▶ **Task prompt**
Rewrite the entries starting at the line containing "Trace the outline of every instance of the house" and ending at the end of the entries, changing "wooden privacy fence" to "timber board fence" and keeping everything else the same. Leave the pictures out of your answer.

▶ **Input data**
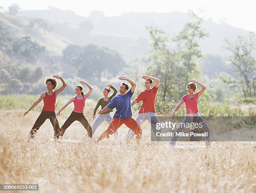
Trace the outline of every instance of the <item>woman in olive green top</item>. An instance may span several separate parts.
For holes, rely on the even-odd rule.
[[[111,101],[112,98],[115,96],[117,93],[117,90],[111,84],[107,83],[106,85],[108,86],[108,88],[106,88],[103,89],[103,94],[104,97],[100,99],[98,101],[98,103],[96,105],[96,106],[94,109],[94,111],[93,112],[93,119],[95,118],[96,111],[100,106],[101,106],[101,110],[102,110],[104,107],[107,106],[108,103]],[[114,93],[110,97],[108,97],[108,94],[110,93],[110,89],[112,88],[114,90]],[[113,112],[113,110],[110,109],[108,111],[102,113],[99,115],[97,118],[94,121],[92,125],[92,135],[94,134],[96,131],[98,127],[100,126],[102,122],[104,120],[106,120],[110,123],[112,121],[113,118],[110,114],[111,112]],[[117,134],[117,130],[116,131],[116,134]]]

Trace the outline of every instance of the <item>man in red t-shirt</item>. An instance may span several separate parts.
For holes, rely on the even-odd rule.
[[[151,117],[154,117],[152,118],[152,119],[154,119],[153,120],[155,120],[156,122],[159,122],[157,115],[156,113],[155,103],[160,83],[160,80],[155,77],[144,75],[141,78],[145,80],[146,89],[140,93],[137,98],[131,103],[131,106],[133,106],[140,101],[142,101],[143,102],[136,118],[136,120],[141,126],[146,120],[148,120],[151,124]],[[153,83],[152,80],[156,82],[156,84],[151,88]],[[134,135],[134,132],[131,130],[129,130],[127,133],[127,138],[133,137]]]

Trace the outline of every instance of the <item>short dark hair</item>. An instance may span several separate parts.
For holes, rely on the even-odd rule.
[[[110,88],[108,87],[106,87],[105,88],[104,88],[104,90],[107,90],[108,93],[110,93]]]
[[[150,84],[153,83],[153,81],[152,81],[152,80],[151,79],[148,79],[148,80],[149,80],[149,83]]]
[[[51,82],[52,85],[54,86],[54,89],[56,88],[58,85],[58,81],[57,79],[54,77],[47,77],[44,80],[44,83],[45,85],[47,85],[48,82]]]
[[[190,85],[190,87],[192,89],[193,89],[193,90],[194,90],[194,92],[196,91],[196,90],[197,90],[197,85],[195,84],[194,84],[193,83],[189,83],[187,85],[187,88],[188,88],[189,85]]]
[[[122,84],[125,86],[125,90],[129,89],[129,86],[128,86],[128,85],[127,83],[122,83]]]

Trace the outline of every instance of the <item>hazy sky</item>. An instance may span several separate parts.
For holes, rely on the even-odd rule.
[[[0,6],[8,10],[17,3],[22,10],[42,10],[48,6],[74,11],[77,15],[88,16],[94,10],[102,11],[107,16],[129,12],[168,13],[174,11],[197,12],[202,9],[207,19],[217,23],[224,22],[233,26],[256,31],[254,1],[243,0],[1,0]]]

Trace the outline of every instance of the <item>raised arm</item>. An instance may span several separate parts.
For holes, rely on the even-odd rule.
[[[83,85],[86,85],[89,88],[90,90],[89,92],[84,95],[84,97],[85,98],[88,98],[89,96],[91,95],[91,94],[92,94],[92,90],[93,90],[93,88],[92,87],[92,86],[91,86],[90,84],[89,84],[88,83],[87,83],[84,80],[80,80],[79,81],[79,83]]]
[[[97,104],[96,105],[96,107],[95,107],[95,108],[94,108],[94,110],[93,111],[93,115],[92,116],[92,118],[94,119],[94,118],[95,118],[95,115],[96,115],[96,112],[97,111],[97,109],[98,109],[98,108],[99,108],[100,105],[100,99],[99,100],[99,101],[98,101],[98,103],[97,103]]]
[[[29,108],[28,110],[27,110],[26,112],[24,113],[24,114],[23,115],[23,116],[26,115],[27,114],[29,113],[29,111],[32,110],[34,108],[34,107],[35,107],[37,105],[38,105],[38,103],[39,103],[40,102],[41,102],[42,100],[44,99],[44,98],[45,97],[45,93],[44,93],[41,94],[41,95],[39,97],[39,98],[37,99],[37,100],[35,103],[33,103],[32,106],[30,107],[30,108]]]
[[[63,109],[64,109],[65,108],[66,108],[69,104],[70,104],[71,103],[72,103],[73,101],[74,101],[74,100],[75,97],[72,97],[72,98],[71,98],[67,102],[67,103],[66,103],[66,105],[65,105],[64,106],[63,106],[62,107],[61,107],[61,108],[59,110],[56,114],[56,115],[58,116],[59,115],[60,115],[61,112],[63,110]]]
[[[176,113],[177,110],[179,110],[180,106],[182,105],[182,104],[184,103],[184,101],[183,100],[183,99],[182,98],[182,99],[180,100],[180,101],[179,101],[179,103],[178,105],[177,105],[177,106],[176,106],[176,107],[175,107],[175,108],[172,113],[172,116],[173,118],[174,117],[176,116],[175,113]]]
[[[119,80],[127,80],[129,83],[131,85],[132,87],[131,88],[131,91],[132,93],[133,93],[134,92],[134,90],[135,90],[135,88],[136,87],[136,83],[134,82],[132,80],[130,79],[125,76],[119,76],[118,77],[118,79]]]
[[[52,76],[52,77],[57,79],[59,78],[59,79],[60,79],[60,80],[61,81],[62,84],[63,85],[62,85],[62,86],[61,86],[60,88],[55,91],[54,93],[55,93],[55,95],[56,97],[57,95],[59,94],[59,93],[61,93],[62,90],[63,90],[64,89],[66,88],[66,87],[67,86],[67,84],[66,83],[65,80],[64,80],[64,79],[63,79],[63,78],[62,78],[60,76],[55,75]]]
[[[148,76],[148,75],[143,75],[142,76],[141,76],[141,78],[146,80],[148,79],[153,80],[156,82],[156,85],[155,85],[156,88],[158,88],[159,87],[159,85],[160,85],[160,83],[161,82],[159,78],[156,77],[153,77],[153,76]]]
[[[199,92],[197,93],[198,93],[198,97],[199,97],[201,95],[202,95],[204,93],[204,92],[205,92],[205,90],[206,90],[206,87],[205,86],[203,85],[202,83],[200,83],[199,82],[198,82],[198,81],[195,79],[191,79],[189,80],[189,82],[192,82],[194,84],[197,84],[199,85],[201,87],[202,87],[202,89],[200,90],[199,90]]]
[[[116,88],[115,88],[115,87],[113,86],[110,83],[107,83],[107,84],[106,84],[106,86],[108,86],[108,87],[109,87],[110,88],[112,88],[113,90],[114,90],[114,93],[112,94],[112,95],[110,96],[110,98],[112,98],[115,96],[116,93],[117,93],[117,90],[116,90]]]
[[[133,106],[135,104],[137,103],[137,100],[134,99],[131,103],[131,106]]]

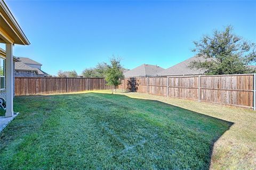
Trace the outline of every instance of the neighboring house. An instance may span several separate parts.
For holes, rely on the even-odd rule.
[[[156,76],[193,76],[204,75],[204,69],[189,68],[189,65],[193,61],[204,61],[206,59],[203,57],[193,56],[173,66],[172,66],[163,71],[156,74]],[[250,68],[256,68],[255,66],[249,66]]]
[[[164,69],[156,65],[143,64],[124,73],[125,77],[154,76]]]
[[[6,94],[6,101],[5,117],[12,117],[14,91],[13,60],[15,60],[13,55],[13,45],[29,45],[30,43],[3,0],[0,0],[0,43],[5,44],[6,50],[5,58],[4,56],[2,58],[3,63],[2,65],[3,66],[2,75],[3,75],[2,77],[4,77],[4,82],[6,90],[6,92],[4,92]],[[2,84],[3,84],[3,82]],[[1,91],[2,92],[2,91]]]
[[[71,71],[64,71],[62,73],[62,75],[65,77],[69,77],[69,75],[70,75]]]
[[[47,77],[41,70],[42,64],[26,57],[18,58],[21,62],[15,63],[15,77]]]
[[[204,74],[205,70],[196,68],[190,68],[189,66],[193,61],[203,61],[205,60],[205,59],[202,57],[193,56],[173,66],[169,67],[161,72],[157,73],[155,76],[169,76],[202,75]]]

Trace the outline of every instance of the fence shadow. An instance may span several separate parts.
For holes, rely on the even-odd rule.
[[[93,109],[106,113],[101,116],[99,120],[97,119],[99,125],[108,125],[104,127],[105,131],[115,140],[129,143],[134,140],[134,137],[144,139],[141,149],[149,152],[149,145],[157,149],[154,150],[156,152],[154,154],[162,154],[159,157],[155,156],[153,163],[168,163],[165,159],[171,158],[177,167],[188,163],[188,166],[191,164],[191,166],[187,168],[191,169],[209,169],[214,143],[234,124],[157,100],[134,99],[120,94],[92,92],[34,95],[17,97],[15,100],[19,102],[26,99],[33,102],[34,99],[38,98],[42,101],[50,99],[49,101],[54,101],[57,105],[58,102],[68,101],[71,104],[69,110],[78,109],[79,106],[86,107],[94,101],[96,105]],[[118,111],[121,116],[116,114]],[[109,127],[118,128],[118,133],[122,132],[122,135],[118,136],[118,133]],[[140,133],[142,130],[146,134]],[[146,142],[148,143],[144,144]],[[133,145],[137,146],[134,144]],[[160,152],[160,150],[164,152]],[[133,155],[132,153],[129,154],[122,156]],[[149,159],[145,154],[143,158]],[[179,157],[181,156],[186,159],[180,159]]]

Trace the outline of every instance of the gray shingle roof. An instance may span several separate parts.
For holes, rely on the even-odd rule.
[[[22,70],[22,71],[36,71],[38,75],[44,75],[45,74],[40,69],[37,68],[31,67],[22,62],[15,62],[15,70]]]
[[[124,73],[124,77],[153,76],[164,69],[155,65],[143,64]]]
[[[27,57],[19,57],[18,59],[25,64],[42,66],[42,64],[39,62]]]
[[[157,73],[156,76],[177,76],[177,75],[193,75],[203,74],[204,70],[190,68],[188,67],[191,62],[194,61],[205,61],[206,59],[203,57],[191,57],[187,60],[180,62],[173,66]]]

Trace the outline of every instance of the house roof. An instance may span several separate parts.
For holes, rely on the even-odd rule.
[[[2,48],[0,48],[0,56],[2,56],[4,58],[6,58],[5,51]],[[15,57],[14,56],[13,56],[13,61],[14,61],[15,62],[21,61],[20,60],[19,60],[18,58],[17,58],[17,57]]]
[[[203,57],[191,57],[187,60],[181,62],[173,66],[157,73],[156,76],[178,76],[178,75],[193,75],[203,74],[205,70],[190,68],[188,67],[192,61],[205,61],[206,59]]]
[[[127,72],[129,70],[130,70],[130,69],[126,69],[126,68],[123,68],[122,69],[122,71],[123,71],[123,73],[125,73],[125,72]]]
[[[164,70],[156,65],[143,64],[124,73],[124,77],[153,76]]]
[[[27,57],[18,57],[18,58],[25,64],[42,66],[41,63]]]
[[[41,70],[37,68],[31,67],[22,62],[15,62],[15,70],[22,70],[22,71],[34,71],[38,75],[45,74]]]

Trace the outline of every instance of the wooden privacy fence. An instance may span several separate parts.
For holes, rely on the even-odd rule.
[[[119,89],[255,110],[255,75],[125,78]]]
[[[16,96],[111,89],[103,78],[15,77]]]

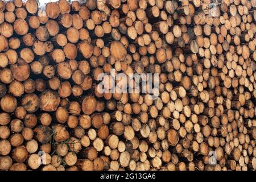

▶ **Written reply**
Trace the outline of every instance of the house roof. An instance may span several separate parts.
For holes, rely on the even-odd rule.
[[[2,48],[0,48],[0,56],[2,56],[4,58],[6,58],[5,51]],[[15,57],[14,56],[13,56],[13,61],[14,61],[15,62],[21,61],[20,60],[19,60],[18,58],[17,58],[17,57]]]
[[[203,57],[191,57],[187,60],[181,62],[173,66],[157,73],[156,76],[178,76],[178,75],[193,75],[203,74],[205,70],[190,68],[188,67],[192,61],[205,61],[206,59]]]
[[[127,72],[129,70],[130,70],[130,69],[126,69],[126,68],[123,68],[122,69],[122,71],[123,71],[123,73],[125,73],[125,72]]]
[[[164,70],[156,65],[143,64],[124,73],[124,77],[153,76]]]
[[[27,57],[18,57],[18,58],[25,64],[42,66],[41,63]]]
[[[41,70],[37,68],[31,67],[22,62],[15,62],[15,70],[22,70],[22,71],[34,71],[38,75],[45,74]]]

Trace the outline of every instance of the timber board fence. An instance may span several separate parts.
For holes, rely on the even-odd rule.
[[[119,89],[255,110],[255,75],[125,78]]]
[[[16,96],[111,89],[103,78],[15,77]]]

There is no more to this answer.